Records from a dataset:
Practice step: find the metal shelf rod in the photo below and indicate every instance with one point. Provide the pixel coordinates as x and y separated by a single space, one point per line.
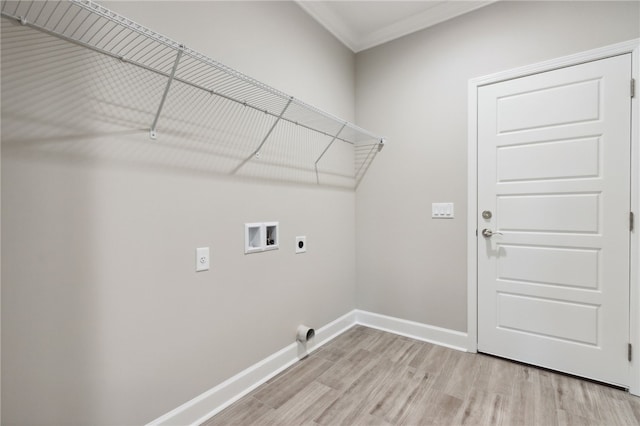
87 24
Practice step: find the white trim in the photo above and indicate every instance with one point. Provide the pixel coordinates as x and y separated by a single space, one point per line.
634 297
211 402
633 47
329 17
415 330
216 399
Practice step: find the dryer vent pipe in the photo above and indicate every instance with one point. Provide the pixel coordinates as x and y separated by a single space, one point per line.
305 334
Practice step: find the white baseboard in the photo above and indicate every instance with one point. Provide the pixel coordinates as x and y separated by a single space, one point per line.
415 330
214 400
226 393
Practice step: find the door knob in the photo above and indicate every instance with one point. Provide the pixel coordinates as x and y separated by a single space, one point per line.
487 233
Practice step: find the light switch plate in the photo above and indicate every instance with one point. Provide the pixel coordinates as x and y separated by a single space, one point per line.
442 210
202 259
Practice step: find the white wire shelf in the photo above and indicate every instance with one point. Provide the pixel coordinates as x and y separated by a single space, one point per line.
95 27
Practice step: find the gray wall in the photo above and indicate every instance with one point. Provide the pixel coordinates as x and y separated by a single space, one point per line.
414 90
104 319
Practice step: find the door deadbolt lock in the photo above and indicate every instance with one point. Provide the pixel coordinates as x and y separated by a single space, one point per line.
488 233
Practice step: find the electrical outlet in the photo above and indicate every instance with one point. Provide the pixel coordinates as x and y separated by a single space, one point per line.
202 259
301 244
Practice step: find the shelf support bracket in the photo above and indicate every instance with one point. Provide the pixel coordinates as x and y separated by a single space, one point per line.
152 132
327 149
256 153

__ACTION ITEM__: Only the pictures are to be omitted; the records above must otherwise be reproduced exactly.

__RESULT__:
Practice step: find the metal shelf rod in the photo below and indicate every instance with one point. Provide the pixel coordinates as x and y separated by a single space, one point per line.
87 24
Practice step: find the white trim in the photo above and indicate every instance with one point. Provide the pixel coordinates as x and y separated by a single space, one point per line.
634 297
211 402
633 47
329 17
415 330
216 399
Practice step: find the dryer vent pipe in the photo above and indicate every instance with one point. Provide the pixel coordinates as x and y separated by a single space, one point per line.
305 334
Practice step: find the white baseboard in the photo above and indicate every instance with one point. Provide the pixel coordinates as x and y separated by a single space, one point per line.
415 330
214 400
226 393
Practice step: find the door knob in the photo above and indicate every instance with one point. Provide the pixel coordinates as x and y separated by a single space, one point per line.
487 233
Practice step: find the light switch plate in the photo above and indicate every instance with one point. Provide the pixel coordinates as x and y separated by a single space, one point per line.
442 210
202 259
Practice step: find the white wire shelf in the photo above and indicate every instance with one point. Provide the pixel coordinates as x and y separated by a single space, one point per line.
95 27
Practice step: find the gray wall in the photo above and indicate every instance with one point. Provide the pixel coordinates as x and y separated by a single space, one point per line.
414 90
104 319
Practice step: find the door deadbolt lock in the photo above and indicate every instance with one point. Provide the pixel coordinates as x and y separated by a single space, one point per line.
488 233
Practice step: find the electrical outlet in the photo above and indicate every instance with one point. Provide the pixel coordinates as x and y separated by a single space, one point per line.
202 259
301 244
Practice step: find the shelf support bracket in the photo above and indicate every instance with one point. Provide the pixel coordinates as x and y separated by a single space, one point per line.
152 132
327 149
256 153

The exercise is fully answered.